§ What the task requires:
Please copy out each entry, word for word.

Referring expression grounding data
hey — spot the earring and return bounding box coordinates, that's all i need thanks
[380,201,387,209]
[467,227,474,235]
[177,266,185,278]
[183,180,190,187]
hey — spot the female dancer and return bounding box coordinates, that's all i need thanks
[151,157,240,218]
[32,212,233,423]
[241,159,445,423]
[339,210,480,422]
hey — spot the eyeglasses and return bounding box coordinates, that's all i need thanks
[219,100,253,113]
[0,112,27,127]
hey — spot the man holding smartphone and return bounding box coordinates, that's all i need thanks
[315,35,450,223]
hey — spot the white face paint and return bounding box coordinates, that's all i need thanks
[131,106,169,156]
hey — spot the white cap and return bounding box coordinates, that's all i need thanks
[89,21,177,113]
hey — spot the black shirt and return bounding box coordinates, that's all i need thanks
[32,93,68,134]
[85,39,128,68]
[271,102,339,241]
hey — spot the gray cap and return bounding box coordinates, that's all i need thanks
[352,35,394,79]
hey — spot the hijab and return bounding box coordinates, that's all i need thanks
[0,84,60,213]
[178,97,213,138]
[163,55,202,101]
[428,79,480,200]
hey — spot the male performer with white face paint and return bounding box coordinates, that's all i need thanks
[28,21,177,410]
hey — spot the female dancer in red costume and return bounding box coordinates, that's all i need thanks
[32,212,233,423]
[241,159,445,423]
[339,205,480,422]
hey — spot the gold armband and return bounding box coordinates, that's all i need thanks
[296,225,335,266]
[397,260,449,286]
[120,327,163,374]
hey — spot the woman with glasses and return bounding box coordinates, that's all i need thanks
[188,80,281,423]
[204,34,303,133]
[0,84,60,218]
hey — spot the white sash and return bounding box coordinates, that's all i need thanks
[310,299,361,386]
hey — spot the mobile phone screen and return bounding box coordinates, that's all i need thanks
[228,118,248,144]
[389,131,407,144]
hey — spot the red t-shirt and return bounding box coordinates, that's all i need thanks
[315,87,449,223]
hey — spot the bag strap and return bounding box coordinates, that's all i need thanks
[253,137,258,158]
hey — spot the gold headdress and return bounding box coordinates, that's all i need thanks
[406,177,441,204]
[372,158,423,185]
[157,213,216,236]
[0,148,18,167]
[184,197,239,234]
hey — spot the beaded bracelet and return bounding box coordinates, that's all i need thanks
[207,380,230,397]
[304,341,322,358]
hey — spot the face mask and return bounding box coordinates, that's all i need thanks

§ Result:
hey — spot the earring and return bounding box coordinates, that's all i need thanks
[380,201,387,209]
[467,227,474,235]
[177,266,185,278]
[183,180,190,187]
hey — spot the female dancer and return bounding box coordinates, that's all i need thanks
[151,157,240,218]
[32,212,233,423]
[241,159,445,423]
[339,210,480,422]
hey — spot the eyeglasses and return bounding box coordinates, that's all i need thanks
[219,100,253,113]
[0,112,27,127]
hey — spot the man holding smartphone and return bounding box coordinates, that's all i need thanks
[315,35,450,223]
hey — spot the white face paint and return bounding box coordinates, that's all i need thanks
[131,106,169,156]
hey — spot the white cap and return bounding box coordinates, that's all i need thanks
[89,21,177,113]
hey — spot the black shirt and return bounding box coordinates, that's all i need thanks
[32,93,68,134]
[85,39,128,68]
[271,102,339,241]
hey — spot the gray cap and return bounding box coordinates, that's all i need thanks
[352,35,394,79]
hey — spot the hijab and return bounding box coordinates, that's all i need thanks
[0,84,60,213]
[178,97,213,138]
[163,55,202,101]
[428,79,480,200]
hey — spot the male performer with white face paint and return bounding box coordinates, that's all i need thanks
[28,21,177,410]
hey — spot the female dancer in red costume and return bounding box coordinates, that's all i need thanks
[32,212,233,423]
[241,159,445,423]
[339,205,480,422]
hey — spot the gold armband and return bounding box coordinates, that's all i need thanks
[296,225,335,266]
[397,260,449,286]
[120,327,163,374]
hey — spot the woman with glasses and return bounding box coordinates, that's all i need thanks
[188,80,281,423]
[204,34,303,133]
[0,84,60,218]
hey — spot the white sash and return bounding box coordinates, that's all i need thanks
[310,299,361,386]
hey — spot the mobile phone screen and return bounding box coordinates, that's all i need thanks
[228,118,248,144]
[389,131,407,144]
hey — spot the red t-shirt and return bounding box coordinates, that's all i need thanks
[315,87,449,223]
hey — spot the bag strap and return bounding box coordinates, that's all i need thanks
[253,137,258,158]
hey — spot the gold headdress and return bounding box coordinates, that's all i need thanks
[406,177,441,204]
[372,158,423,185]
[157,213,216,236]
[0,148,18,167]
[184,197,239,234]
hey — spot the beaded bracelet and return bounding box coordinates, that's all i need thanks
[207,380,230,397]
[304,341,322,358]
hey — spot the face mask and return bounding box coordinates, that's all i need thanks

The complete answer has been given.